▶ _SCHRIFTLICHE AUFGABE_
Gib den folgenden Text über die Rettungsaktion in der Saxetenschlucht vollständig und ohne jede Änderung wieder.

▶ _TEXT_
▼▼▼

18.25 Uhr: Ein Helikopter der Rettungsflugwacht vom Typ Augusta erscheint und taucht zu einem ersten Rekognoszierungsflug in die Saxetenschlucht. Direkt vor unserem Haus. Das Ausmass der Katastrophe ist uns zu diesem Zeitpunkt noch nicht bewusst. Ein verunglückter Mountainbikefahrer oder ein von der Strasse abgekommenes Auto, vermute ich. Nun ist es aus mit der Ruhe. Hektik bricht aus, ein Feuerwehrauto braust vorbei. Seltsamerweise aber hört man während der ganzen dramatischen Rettungsaktion kein einziges Martinshorn. Die Rega errichtet auf einer Wiese direkt über unserem Chalet eine Basis für die Verletztenflüge. Eine zweite Augusta und eine Alouette III der Air Glacier holen mit den Seilwinden die Verletzten und Toten aus dem Saxetenbach, derweil eine rote Rega-Alouette pausenlos im systematischen Tiefflug die Lütschine und den Saxetenbach nach weiteren Vermissten absucht. Der Rotorenlärm ist enorm.

▲▲▲

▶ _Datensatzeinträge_
▼▼▼

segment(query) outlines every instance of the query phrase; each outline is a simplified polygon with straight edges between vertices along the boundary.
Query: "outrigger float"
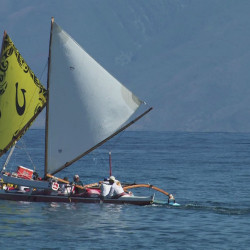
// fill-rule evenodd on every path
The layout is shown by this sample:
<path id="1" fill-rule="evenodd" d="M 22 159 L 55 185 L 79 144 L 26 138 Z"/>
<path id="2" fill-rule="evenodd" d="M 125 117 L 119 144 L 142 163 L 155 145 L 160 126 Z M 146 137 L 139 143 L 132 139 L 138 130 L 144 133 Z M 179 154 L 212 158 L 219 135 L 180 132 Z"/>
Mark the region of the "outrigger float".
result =
<path id="1" fill-rule="evenodd" d="M 1 171 L 0 199 L 37 202 L 84 202 L 148 205 L 153 196 L 126 195 L 100 198 L 100 184 L 83 186 L 83 194 L 59 194 L 54 175 L 95 150 L 133 123 L 131 116 L 146 103 L 111 76 L 60 26 L 51 21 L 47 89 L 24 61 L 4 32 L 0 61 L 0 156 L 10 149 Z M 30 170 L 7 172 L 16 142 L 46 107 L 45 159 L 42 180 L 33 180 Z M 131 121 L 132 120 L 132 121 Z M 24 176 L 24 172 L 27 172 Z M 14 186 L 9 188 L 8 185 Z M 17 187 L 17 188 L 15 188 Z M 23 189 L 21 188 L 23 187 Z M 148 187 L 169 196 L 151 185 Z"/>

▲▲▲

▶ _DIE AUSGABE_
18.25 Uhr: Ein Helikopter der Rettungsflugwacht vom Typ Augusta erscheint und taucht zu einem ersten Rekognoszierungsflug in die Saxetenschlucht. Direkt vor unserem Haus. Das Ausmass der Katastrophe ist uns zu diesem Zeitpunkt noch nicht bewusst. Ein verunglückter Mountainbikefahrer oder ein von der Strasse abgekommenes Auto, vermute ich. Nun ist es aus mit der Ruhe. Hektik bricht aus, ein Feuerwehrauto braust vorbei. Seltsamerweise aber hört man während der ganzen dramatischen Rettungsaktion kein einziges Martinshorn. Die Rega errichtet auf einer Wiese direkt über unserem Chalet eine Basis für die Verletztenflüge. Eine zweite Augusta und eine Alouette III der Air Glacier holen mit den Seilwinden die Verletzten und Toten aus dem Saxetenbach, derweil eine rote Rega-Alouette pausenlos im systematischen Tiefflug die Lütschine und den Saxetenbach nach weiteren Vermissten absucht. Der Rotorenlärm ist enorm.